In the news article about the Smyrna aerospace outpost, when did the outpost open?

#### GIVEN PASSAGE

DASEF News

Space, the last frontier, is as near as Smyrna

Foundation's outpost offers programs designed to inspire children to study the science of Earth and the universe.

By EDWARD L. KENNEY • The News Journal • April 19, 2009

Like many Delaware schoolchildren on spring break this week, 10-year-old Jonathan Waters did not have to go to school -- but he kept his learning alive during a science day camp at the Delaware AeroSpace Education Foundation's Environmental Outpost in Smyrna.

And missing some vacation did not bother him a bit, especially after he got to conduct a kite-flying experiment with an indoor fan.

"I like learning on spring break because it gets me caught up on what we're learning at school," said Jonathan, a fourth-grader at the Campus Community Charter School in Dover.

Lynda Rae Gannon, a retired teacher in the Lake Forest School District who teaches part time at the site, is encouraged by that kind of attitude.

"I think we provide fun, engaging activities for them to do that have a lesson," she said.

Foundation's outpost offers programs designed to inspire children to study the science of Earth and the universe.
Lynda Rae Gannon helps students build kites at a recent day camp at the Delaware AeroSpace Education Foundation's outpost in Smyrna. After building the kites, the students tested them using indoor fans.
Foundation's outpost offers programs designed to inspire children to study the science of Earth and the universe.
Jenna Harmon, 6, proudly displays the kite she made. Behind her is Jessie Eastburn, 10. The foundation's mission is to inspire children to study thesciences. A new building will include a dormitory so children can participate in overnight programs.


"And we make them think, we challenge them." The special science camp was designed specifically for children on spring break, and 13 children ages 6 to 10 spent much of the day learning about flight. But the outpost normally buzzes with children -- and even some adults -- several times each week. The science themes change, as do the ages of the children. What remains the same is the foundation's goal.

"Our mission is to provide as many exceptional experiences as we can for students and teachers so they can appreciate as much as they can about the Earth and its place in the universe," foundation president Stephanie Wright said.

Wright, a former teacher, started the foundation almost 20 years ago, shortly after becoming involved in the Teacher in Space program. Inspired by photos of Earth from space, she started with science-outreach activities before she had a building. The outpost opened in April 2006, and field trips to the facility started cranking up by that December. More than 10,000 people have visited the site to learn about science, technology, engineering and math.

Children who look out the outpost's window can see the steel girders forming a skeleton that will one day grow to become another foundation building. The third floor of the building will become a dormitory, allowing children to visit for overnight programs. The 43,000-square-foot structure also will house a hands-on museum, classrooms and educational displays. The foundation is tackling the project a stage at a time as money becomes available, Wright said. Construction of an exterior covering for those girders should begin in late spring.

########
#### LISTED RECORDS

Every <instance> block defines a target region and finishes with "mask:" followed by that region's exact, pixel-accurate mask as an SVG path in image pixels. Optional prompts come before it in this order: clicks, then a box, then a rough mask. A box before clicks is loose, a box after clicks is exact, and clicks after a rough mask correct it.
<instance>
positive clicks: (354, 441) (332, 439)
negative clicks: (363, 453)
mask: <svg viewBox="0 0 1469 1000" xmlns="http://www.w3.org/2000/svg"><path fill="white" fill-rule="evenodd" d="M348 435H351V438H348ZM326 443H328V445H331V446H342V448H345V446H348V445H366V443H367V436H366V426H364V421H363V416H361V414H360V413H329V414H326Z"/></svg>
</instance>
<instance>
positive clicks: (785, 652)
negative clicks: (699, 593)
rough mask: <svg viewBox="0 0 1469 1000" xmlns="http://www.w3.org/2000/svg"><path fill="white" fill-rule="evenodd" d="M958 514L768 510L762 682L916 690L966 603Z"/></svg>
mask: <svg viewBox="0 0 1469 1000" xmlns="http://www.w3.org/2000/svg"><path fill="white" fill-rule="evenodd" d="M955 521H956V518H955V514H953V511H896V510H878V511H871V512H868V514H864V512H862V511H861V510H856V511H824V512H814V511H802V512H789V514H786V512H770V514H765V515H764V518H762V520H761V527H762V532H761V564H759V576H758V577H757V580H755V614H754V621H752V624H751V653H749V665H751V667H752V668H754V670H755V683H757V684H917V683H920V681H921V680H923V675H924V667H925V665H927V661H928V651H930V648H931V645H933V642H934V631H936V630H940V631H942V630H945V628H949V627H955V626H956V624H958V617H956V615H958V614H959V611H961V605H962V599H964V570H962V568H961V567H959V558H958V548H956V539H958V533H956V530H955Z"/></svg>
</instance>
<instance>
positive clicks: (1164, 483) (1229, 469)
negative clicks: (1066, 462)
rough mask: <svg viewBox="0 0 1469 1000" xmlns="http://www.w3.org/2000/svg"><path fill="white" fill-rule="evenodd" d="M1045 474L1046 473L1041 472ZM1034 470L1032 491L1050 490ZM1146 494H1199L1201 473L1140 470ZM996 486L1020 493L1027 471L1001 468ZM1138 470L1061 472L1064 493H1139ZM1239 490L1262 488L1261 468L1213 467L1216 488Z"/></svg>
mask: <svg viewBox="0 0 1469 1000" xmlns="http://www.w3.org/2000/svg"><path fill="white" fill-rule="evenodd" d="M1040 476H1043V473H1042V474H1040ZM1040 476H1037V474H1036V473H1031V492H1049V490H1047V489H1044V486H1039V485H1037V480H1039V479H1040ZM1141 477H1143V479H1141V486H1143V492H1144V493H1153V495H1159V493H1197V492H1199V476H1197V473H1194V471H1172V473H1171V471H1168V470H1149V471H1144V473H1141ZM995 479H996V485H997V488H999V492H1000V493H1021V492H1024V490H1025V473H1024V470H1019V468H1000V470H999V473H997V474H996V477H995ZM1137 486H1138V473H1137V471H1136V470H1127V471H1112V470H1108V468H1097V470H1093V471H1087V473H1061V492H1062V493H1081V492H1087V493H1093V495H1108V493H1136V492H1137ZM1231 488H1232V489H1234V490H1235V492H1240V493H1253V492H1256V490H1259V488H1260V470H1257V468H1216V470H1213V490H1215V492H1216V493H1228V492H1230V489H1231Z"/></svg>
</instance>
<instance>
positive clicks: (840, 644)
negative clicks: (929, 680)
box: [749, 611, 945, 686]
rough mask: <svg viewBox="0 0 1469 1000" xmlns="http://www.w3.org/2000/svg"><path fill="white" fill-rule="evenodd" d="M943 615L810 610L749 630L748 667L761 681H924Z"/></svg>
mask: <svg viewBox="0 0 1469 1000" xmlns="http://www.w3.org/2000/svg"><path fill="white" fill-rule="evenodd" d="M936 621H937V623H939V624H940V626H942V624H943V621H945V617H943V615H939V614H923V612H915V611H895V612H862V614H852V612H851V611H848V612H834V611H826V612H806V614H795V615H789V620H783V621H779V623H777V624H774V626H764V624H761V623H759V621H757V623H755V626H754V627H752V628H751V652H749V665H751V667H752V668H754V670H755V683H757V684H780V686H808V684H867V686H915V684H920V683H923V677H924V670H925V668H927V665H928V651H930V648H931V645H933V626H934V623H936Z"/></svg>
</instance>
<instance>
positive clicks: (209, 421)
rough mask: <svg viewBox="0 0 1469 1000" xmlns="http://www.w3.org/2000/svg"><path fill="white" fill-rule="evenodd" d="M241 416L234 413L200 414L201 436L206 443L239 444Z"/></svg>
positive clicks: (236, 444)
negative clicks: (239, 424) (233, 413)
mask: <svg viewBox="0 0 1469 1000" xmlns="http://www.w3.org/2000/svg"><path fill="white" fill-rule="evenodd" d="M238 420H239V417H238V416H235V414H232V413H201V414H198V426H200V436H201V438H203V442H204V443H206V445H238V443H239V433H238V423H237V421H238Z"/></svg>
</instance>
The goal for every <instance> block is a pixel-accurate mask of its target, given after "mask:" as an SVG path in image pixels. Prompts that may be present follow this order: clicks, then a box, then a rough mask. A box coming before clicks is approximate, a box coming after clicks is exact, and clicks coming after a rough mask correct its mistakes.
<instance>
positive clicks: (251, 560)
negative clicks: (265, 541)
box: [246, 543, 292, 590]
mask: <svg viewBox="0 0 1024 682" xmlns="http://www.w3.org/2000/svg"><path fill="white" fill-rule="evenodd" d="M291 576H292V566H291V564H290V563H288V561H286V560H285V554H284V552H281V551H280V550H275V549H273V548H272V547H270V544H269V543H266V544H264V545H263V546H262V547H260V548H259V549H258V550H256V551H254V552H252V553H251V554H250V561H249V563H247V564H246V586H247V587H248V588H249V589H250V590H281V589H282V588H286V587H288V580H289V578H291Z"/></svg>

########

== EXERCISE RESULT ==
April 2006